» Задания
1. Почему директор, получив выговор или замечание, тут же берет на ту же должность другого работника тем же способом? Ответьте по фрагменту документа одним-двумя предложениями.
2. Продолжите фрагмент документа, начав сразу после его последнего предложения.

» Фрагмент документа
>>>
Так постоянно. Рабочий в конфликте с администрацией всегда неправ. По всему Советскому Союзу низкооплачиваемые рабочие или служащие находят вторую работу среди тех, на которые не хватает рабочих рук. И никто этому не препятствует. Но стоит пожаловаться, и ты уже вне закона. Тебя накажут, как положено, — уволят со второй работы и тем лишат дополнительного заработка. Правда, накажут и директора за «неправильное оформление» приема на работу такого-то: объявят выговор или поставят на вид. И тут же он примет на ту же должность другого, точно таким же образом, так как магазин должен работать, а учреждение убираться. Принять участие в таком спектакле я не мог. Взяться за разоблачение социальных язв, нанося при этом вред хотя бы одному труженику, — то было не для меня. 10 февраля 1966 года начался процесс над писателями Даниэлем и Синявским. Я прочел в газетах сообщение о начале процесса. Мелькнула мысль: «Пойти», но тут же другая: «Все равно на суд не пропустят». Только через два года на процессе Галанскова, Гинзбурга я понял, какую глупость совершил. Если бы я пошел тогда, то вошел бы в круг друзей Даниэля — Синявского ровно на два года раньше. Но я этого не понимал тогда, как не понимал и значения присутствия у суда. Это понимание ко мне еще только собиралось прийти. Пока же жизнь моя шла самотеком. Люди боролись, а я шел слепым одиночкой. Но ранней весной 1966 года возвратившийся из психушки Алексей Добровольский устроил встречу нам с Володей Буковским. Тот через несколько дней познакомил меня с Сергеем Писаревым, а он — с Алексеем Костериным.
Осенью же этого года ушли из жизни, один за другим, наши с женой самые дорогие друзья, мои незабвенные учителя жизни Василий Иванович Тесля, Митя Черненко и Аня Зубкова. Получилось символически. Как будто, только подобрав заместителей к своим друзьям, они решили двинуться в бесконечность.
<<<
» Исходный материал
>>>
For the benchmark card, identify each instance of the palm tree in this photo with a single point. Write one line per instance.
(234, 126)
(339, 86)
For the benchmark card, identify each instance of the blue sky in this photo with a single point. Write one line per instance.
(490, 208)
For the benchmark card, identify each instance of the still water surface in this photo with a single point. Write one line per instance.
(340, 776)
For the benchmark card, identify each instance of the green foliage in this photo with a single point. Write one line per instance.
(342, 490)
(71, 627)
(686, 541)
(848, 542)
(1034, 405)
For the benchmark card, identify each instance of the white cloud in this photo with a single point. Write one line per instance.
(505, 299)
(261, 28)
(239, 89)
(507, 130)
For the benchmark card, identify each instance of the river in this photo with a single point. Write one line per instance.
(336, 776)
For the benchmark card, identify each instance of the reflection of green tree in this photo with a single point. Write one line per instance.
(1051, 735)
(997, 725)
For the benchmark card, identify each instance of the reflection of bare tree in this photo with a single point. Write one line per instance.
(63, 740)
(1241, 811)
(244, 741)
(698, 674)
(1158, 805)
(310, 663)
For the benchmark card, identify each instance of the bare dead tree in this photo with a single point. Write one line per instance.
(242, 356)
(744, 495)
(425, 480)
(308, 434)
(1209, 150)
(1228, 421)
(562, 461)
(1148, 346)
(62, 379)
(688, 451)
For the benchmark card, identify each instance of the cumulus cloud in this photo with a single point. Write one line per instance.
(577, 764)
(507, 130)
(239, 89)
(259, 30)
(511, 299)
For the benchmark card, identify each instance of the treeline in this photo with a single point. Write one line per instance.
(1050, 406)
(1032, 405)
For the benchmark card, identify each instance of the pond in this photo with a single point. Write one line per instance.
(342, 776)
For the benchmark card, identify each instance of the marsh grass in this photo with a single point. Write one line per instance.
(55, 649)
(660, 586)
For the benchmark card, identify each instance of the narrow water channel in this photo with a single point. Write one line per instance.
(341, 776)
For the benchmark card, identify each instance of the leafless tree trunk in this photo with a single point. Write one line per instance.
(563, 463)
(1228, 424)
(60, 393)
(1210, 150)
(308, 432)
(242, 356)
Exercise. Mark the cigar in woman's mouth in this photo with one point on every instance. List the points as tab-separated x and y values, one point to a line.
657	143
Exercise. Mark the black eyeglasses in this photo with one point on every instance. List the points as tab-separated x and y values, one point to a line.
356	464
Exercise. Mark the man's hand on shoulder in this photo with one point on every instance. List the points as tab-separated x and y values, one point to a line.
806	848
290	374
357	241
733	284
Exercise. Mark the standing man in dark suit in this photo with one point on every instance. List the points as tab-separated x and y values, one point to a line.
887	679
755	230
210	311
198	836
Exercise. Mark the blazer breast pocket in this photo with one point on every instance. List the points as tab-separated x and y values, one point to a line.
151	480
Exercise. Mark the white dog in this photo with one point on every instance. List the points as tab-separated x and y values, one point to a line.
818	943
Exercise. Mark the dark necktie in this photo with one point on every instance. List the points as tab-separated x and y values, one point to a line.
<<<
» Ответы к заданиям
1. Магазин должен работать, а учреждение нужно убирать. Поэтому директор сразу принимает на ту же должность другого человека точно таким же образом.

2.
Но как ни тяжелы эти потери, мы в это время уже были далеко не так одиноки, как во время моего пребывания в психушке и непосредственно после выхода из нее. Теперь среди наших друзей появились и творческая молодежь и люди нашего поколения.
С Володей Буковским мы встретились в Нескучном саду. Было уже достаточно тепло, чтобы сидеть на садовых скамейках, но и не настолько тепло, чтобы публика уже гуляла в саду. Мы поздоровались и я сказал:
— Кто-то из нас привел хвост. — Я указал на две фигуры, неловко прячущиеся за голые деревья. — Хотя, может, за Добровольским пришли. За мною вроде бы не было. (Я пришел раньше Володи и провожавшего его Добровольского.)
— Да черт с ними, пусть ходят! — сказал Володя.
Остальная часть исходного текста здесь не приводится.